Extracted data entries

☆ ☆ ☆ ☆ ☆ ☆ ☆

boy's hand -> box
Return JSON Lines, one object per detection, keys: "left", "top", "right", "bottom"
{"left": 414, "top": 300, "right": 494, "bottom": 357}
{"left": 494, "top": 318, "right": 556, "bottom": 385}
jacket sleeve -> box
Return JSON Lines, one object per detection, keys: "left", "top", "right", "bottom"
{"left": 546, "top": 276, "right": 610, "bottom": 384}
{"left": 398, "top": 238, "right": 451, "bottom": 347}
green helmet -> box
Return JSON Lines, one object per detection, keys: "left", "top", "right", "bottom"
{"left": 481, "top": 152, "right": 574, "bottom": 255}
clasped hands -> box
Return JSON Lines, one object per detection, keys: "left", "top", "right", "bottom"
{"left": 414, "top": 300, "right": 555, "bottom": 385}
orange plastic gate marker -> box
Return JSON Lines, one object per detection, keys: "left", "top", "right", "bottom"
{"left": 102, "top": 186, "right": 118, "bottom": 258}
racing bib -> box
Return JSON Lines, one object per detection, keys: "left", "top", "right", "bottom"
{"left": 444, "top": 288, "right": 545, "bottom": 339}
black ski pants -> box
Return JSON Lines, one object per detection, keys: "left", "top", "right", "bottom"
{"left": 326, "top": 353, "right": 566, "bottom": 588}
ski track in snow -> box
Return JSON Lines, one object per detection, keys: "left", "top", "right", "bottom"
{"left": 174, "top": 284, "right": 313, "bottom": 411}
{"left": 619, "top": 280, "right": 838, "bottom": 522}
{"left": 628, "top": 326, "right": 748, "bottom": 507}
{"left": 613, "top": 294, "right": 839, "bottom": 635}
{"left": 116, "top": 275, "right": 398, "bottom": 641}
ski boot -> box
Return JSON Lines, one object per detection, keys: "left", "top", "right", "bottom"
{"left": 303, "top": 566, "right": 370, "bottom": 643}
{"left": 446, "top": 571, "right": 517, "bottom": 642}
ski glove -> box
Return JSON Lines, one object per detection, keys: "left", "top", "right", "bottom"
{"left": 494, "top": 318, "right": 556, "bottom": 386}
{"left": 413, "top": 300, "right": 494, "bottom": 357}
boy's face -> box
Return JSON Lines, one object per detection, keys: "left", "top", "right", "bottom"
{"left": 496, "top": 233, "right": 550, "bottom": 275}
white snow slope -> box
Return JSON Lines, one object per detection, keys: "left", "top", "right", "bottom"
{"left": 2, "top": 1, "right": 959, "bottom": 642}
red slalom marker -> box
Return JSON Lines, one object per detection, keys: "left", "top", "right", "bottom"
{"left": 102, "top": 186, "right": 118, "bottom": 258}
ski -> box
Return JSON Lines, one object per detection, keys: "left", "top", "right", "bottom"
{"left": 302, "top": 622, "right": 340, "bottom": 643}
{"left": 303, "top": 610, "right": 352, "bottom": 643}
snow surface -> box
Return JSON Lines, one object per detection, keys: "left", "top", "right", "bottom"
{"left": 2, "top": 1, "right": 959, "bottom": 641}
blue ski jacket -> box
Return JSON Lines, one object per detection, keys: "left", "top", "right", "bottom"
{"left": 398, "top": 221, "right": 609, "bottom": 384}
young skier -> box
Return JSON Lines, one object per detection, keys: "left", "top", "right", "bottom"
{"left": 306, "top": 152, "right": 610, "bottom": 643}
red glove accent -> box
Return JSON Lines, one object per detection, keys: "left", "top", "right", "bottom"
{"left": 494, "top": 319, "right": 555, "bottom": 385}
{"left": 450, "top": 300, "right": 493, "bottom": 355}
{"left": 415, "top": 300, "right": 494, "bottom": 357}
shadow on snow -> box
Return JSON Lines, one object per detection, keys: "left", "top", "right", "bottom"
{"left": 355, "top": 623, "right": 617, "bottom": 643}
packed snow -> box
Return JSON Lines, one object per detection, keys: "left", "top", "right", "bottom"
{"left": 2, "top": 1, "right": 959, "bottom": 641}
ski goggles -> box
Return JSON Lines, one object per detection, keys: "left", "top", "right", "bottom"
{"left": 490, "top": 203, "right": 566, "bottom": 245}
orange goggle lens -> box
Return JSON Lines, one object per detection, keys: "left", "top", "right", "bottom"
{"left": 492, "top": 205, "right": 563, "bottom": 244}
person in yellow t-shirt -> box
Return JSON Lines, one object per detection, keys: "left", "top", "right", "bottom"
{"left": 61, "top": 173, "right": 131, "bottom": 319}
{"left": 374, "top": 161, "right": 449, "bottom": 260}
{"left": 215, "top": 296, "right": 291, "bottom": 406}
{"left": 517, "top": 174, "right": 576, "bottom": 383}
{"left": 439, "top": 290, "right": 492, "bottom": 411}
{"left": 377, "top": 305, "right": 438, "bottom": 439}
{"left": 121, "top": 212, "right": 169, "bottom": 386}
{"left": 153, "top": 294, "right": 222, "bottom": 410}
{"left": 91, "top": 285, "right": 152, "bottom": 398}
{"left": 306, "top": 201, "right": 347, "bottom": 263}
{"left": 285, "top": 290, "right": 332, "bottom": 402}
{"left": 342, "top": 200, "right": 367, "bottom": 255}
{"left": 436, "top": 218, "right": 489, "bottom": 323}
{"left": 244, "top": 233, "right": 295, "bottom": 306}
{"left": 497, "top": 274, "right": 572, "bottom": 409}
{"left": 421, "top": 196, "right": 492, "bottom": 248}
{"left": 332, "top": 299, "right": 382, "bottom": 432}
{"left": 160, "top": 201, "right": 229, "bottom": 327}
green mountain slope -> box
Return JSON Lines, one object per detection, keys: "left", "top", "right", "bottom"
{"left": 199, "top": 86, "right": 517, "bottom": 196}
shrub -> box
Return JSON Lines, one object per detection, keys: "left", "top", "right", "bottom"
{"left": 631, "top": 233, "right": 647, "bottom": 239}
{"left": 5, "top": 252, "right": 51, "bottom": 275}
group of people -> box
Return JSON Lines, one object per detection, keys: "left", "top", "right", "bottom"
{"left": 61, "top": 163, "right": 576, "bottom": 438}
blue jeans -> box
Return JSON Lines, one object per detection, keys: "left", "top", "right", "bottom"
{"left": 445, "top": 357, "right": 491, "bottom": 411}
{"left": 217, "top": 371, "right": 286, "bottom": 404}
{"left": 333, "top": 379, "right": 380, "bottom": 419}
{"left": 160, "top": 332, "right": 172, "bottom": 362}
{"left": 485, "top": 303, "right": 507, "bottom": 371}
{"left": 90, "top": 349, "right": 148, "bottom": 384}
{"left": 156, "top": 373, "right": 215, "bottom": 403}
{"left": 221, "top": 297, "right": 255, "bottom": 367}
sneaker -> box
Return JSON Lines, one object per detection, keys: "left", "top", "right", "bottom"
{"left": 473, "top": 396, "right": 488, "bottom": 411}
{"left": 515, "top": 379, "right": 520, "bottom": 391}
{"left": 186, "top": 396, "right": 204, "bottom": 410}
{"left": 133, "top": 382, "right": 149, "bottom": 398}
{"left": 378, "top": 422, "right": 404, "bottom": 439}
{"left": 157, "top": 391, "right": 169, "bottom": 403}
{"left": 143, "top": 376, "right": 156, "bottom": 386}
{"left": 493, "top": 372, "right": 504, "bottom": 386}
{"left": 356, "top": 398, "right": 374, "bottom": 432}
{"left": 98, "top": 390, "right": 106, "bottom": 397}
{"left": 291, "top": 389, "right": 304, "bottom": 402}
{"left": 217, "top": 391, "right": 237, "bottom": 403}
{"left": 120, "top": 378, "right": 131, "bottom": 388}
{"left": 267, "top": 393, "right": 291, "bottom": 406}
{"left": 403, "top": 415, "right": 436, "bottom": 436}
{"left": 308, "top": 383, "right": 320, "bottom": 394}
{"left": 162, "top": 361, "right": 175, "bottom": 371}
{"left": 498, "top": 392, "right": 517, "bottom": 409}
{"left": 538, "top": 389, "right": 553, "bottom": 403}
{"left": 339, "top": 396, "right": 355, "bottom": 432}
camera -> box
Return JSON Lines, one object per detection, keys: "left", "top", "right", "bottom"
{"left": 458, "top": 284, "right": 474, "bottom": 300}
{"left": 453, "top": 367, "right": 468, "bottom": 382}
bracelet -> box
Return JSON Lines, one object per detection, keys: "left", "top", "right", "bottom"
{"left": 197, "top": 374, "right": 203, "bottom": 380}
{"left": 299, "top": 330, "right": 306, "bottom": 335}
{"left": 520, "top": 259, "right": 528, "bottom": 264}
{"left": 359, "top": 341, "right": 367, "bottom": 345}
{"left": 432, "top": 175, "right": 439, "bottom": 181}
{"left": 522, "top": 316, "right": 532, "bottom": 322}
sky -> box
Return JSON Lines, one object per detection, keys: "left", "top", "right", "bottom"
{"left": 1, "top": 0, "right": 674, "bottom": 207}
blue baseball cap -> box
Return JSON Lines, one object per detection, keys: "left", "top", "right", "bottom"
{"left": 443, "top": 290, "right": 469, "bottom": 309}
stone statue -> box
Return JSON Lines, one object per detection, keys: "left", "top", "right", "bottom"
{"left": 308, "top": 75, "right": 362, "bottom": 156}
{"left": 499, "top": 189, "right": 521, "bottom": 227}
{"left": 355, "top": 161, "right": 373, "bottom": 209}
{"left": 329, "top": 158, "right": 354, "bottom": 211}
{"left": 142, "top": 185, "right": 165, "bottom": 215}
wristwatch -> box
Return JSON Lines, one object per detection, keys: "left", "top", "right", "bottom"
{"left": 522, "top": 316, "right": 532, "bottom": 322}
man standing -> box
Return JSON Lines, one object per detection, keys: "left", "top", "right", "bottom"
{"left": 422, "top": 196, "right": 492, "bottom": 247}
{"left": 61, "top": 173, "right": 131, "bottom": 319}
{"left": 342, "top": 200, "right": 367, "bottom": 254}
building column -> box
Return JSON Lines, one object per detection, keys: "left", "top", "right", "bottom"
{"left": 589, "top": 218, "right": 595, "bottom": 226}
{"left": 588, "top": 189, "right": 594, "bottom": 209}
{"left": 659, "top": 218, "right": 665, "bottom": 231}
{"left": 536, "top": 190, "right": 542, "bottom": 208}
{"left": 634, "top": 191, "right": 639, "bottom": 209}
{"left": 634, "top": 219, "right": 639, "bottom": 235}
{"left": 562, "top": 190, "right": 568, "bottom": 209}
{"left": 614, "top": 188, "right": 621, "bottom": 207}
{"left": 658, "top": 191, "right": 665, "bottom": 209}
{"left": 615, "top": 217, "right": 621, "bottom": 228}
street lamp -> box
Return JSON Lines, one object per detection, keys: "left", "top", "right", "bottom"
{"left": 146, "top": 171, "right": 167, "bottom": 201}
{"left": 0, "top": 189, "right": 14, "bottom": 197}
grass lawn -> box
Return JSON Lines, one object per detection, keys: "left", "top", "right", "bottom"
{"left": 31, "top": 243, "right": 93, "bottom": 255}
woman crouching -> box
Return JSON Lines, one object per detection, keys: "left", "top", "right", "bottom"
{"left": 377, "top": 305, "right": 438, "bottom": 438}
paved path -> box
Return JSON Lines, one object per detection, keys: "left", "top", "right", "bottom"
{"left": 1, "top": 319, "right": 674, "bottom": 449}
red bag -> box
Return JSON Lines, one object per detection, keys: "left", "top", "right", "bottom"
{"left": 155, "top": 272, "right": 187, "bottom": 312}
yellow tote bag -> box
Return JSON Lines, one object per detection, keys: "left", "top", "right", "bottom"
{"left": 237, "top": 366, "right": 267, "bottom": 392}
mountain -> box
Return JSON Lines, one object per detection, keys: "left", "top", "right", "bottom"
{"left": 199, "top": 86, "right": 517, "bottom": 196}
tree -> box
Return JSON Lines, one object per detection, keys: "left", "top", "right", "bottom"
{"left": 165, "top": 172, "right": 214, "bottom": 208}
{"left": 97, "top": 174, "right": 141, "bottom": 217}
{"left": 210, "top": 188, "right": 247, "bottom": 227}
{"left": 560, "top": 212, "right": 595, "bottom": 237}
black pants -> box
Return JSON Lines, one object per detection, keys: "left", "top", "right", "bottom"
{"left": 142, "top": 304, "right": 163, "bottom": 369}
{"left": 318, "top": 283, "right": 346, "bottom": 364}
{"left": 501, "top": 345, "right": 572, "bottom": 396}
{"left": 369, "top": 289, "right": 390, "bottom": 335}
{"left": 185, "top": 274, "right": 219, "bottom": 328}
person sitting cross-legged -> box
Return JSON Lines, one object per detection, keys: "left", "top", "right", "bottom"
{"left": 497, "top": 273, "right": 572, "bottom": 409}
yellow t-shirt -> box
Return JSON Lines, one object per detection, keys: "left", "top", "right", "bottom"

☆ ☆ ☆ ☆ ☆ ☆ ☆

### [REQUIRED WORK]
What is needed is every line from the beginning of the data up to and including the line with "green helmet -> box", given again word for word.

### [PROBLEM SOLUTION]
boy's hand -> box
Return JSON Lines, one object per detection, keys: "left", "top", "right", "bottom"
{"left": 414, "top": 300, "right": 494, "bottom": 357}
{"left": 494, "top": 318, "right": 556, "bottom": 385}
jacket sleeve -> box
Return JSON Lines, one object per detection, keys: "left", "top", "right", "bottom"
{"left": 546, "top": 276, "right": 610, "bottom": 384}
{"left": 398, "top": 238, "right": 451, "bottom": 347}
green helmet -> box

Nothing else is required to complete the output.